• [TEKS BACAAN]
Minggu, 08 Januari 2017

KOMPETENSI GURU, SEBUAH KENISCAYAAN



KOMPETENSI GURU,
SEBUAH KENISCAYAAN

Hamza H. Wulakada


Guru sebagai ujung tombak pelaksanaan pendidikan memiliki peran yang sangat penting dalam mencerdaskan kehidupan bangsa. Tuntutan peran guru tersebut diperkuat dengan pencanangan “Guru sebagai Profesi” sebagaimana UU RI Nomor 14 Tahun 2005 tentang Guru dan Dosen. Menurut UU No.14 Tahun 2005 pasal 1 (ayat 1), guru adalah pendidik profesional dengan tugas utama mendidik, mengajar, membimbing, mengarahkan, melatih, menilai, dan mengevaluasi peserta didik pada pendidikan anak usia dini jalur pendidikan formal, pendidikan dasar, dan pendidikan menengah.

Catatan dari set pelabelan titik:
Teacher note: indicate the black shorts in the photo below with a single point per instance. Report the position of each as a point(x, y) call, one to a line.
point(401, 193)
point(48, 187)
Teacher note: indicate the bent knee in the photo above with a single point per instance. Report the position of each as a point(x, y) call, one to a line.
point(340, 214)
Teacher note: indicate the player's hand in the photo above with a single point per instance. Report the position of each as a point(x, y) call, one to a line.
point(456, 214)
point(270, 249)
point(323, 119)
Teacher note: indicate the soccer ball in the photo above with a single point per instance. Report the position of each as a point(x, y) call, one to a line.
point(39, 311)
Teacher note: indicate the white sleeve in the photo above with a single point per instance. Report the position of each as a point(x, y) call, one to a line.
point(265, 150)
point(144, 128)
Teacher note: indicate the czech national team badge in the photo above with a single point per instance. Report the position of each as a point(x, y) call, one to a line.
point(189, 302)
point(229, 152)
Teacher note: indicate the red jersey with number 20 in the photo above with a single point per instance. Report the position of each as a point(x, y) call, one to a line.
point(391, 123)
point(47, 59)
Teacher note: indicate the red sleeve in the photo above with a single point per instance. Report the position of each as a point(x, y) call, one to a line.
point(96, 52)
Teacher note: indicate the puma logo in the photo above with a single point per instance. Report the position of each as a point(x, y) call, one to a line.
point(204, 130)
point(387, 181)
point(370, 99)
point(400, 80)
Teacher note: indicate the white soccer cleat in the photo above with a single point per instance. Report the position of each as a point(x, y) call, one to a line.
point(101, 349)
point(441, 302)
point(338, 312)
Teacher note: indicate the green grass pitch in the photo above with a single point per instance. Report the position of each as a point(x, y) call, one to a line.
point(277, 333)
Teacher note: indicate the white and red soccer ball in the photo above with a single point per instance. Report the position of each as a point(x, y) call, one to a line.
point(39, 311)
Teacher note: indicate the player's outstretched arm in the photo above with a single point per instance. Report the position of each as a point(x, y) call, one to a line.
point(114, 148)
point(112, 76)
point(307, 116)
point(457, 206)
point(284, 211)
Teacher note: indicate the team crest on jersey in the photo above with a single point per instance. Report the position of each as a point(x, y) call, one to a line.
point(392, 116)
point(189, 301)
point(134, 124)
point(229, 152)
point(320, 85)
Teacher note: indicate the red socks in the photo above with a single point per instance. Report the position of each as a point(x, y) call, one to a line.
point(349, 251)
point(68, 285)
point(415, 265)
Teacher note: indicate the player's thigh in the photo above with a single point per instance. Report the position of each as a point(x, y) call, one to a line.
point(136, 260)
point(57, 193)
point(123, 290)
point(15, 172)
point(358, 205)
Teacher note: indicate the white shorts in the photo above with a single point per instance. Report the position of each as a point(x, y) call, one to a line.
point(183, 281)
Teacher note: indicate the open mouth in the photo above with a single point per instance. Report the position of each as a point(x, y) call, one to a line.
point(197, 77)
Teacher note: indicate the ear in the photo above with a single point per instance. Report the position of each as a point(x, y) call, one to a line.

• [PETUNJUK TUGAS]
#1 Hitunglah banyaknya baris dalam catatan yang memuat kata "team". Tuliskan angkanya saja.
#2 Lanjutkan teks tentang kompetensi guru mulai dari kalimat terakhir yang tersaji.
Teks tentang kompetensi guru dan catatan tersebut tidak memiliki kaitan satu sama lain.

• [HASIL TUGAS]
#1 2

#2
Makna profesional dalam undang-undang tersebut adalah pekerjaan atau kegiatan yang dilakukan oleh seseorang dan menjadi sumber penghasilan kehidupan yang memerlukan keahlian, kemahiran, atau kecakapan yang memenuhi standar mutu atau norma tertentu serta memerlukan pendidikan profesi. Guru profesional sebagaimana dinyatakan dalam UU No.14 Tahun 2005 pasal 10 wajib memiliki kualifikasi akademik, sertifikat pendidik dan kompetensi yang meliputi ranah kompetensi pedagogik, kompetensi kepribadian, kompetensi sosial, dan kompetensi profesional yang diperoleh melalui pendidikan profesi. Kompetensi tersebut menjadi jati diri guru profesional sehingga harus dipelihara dan dikembangkan secara terus menerus agar guru tersebut senantiasa mampu menciptakan proses pembelajaran yang efektif. Pembelajaran yang efektif akan menghasilkan lulusan satuan pendidikan yang berkualitas, yakni insan Indonesia yang bertakwa kepada Tuhan YME, unggul dalam ilmu pengetahuan dan teknologi, memiliki jiwa estetis, etis, berbudi pekerti luhur, dan berkepribadian.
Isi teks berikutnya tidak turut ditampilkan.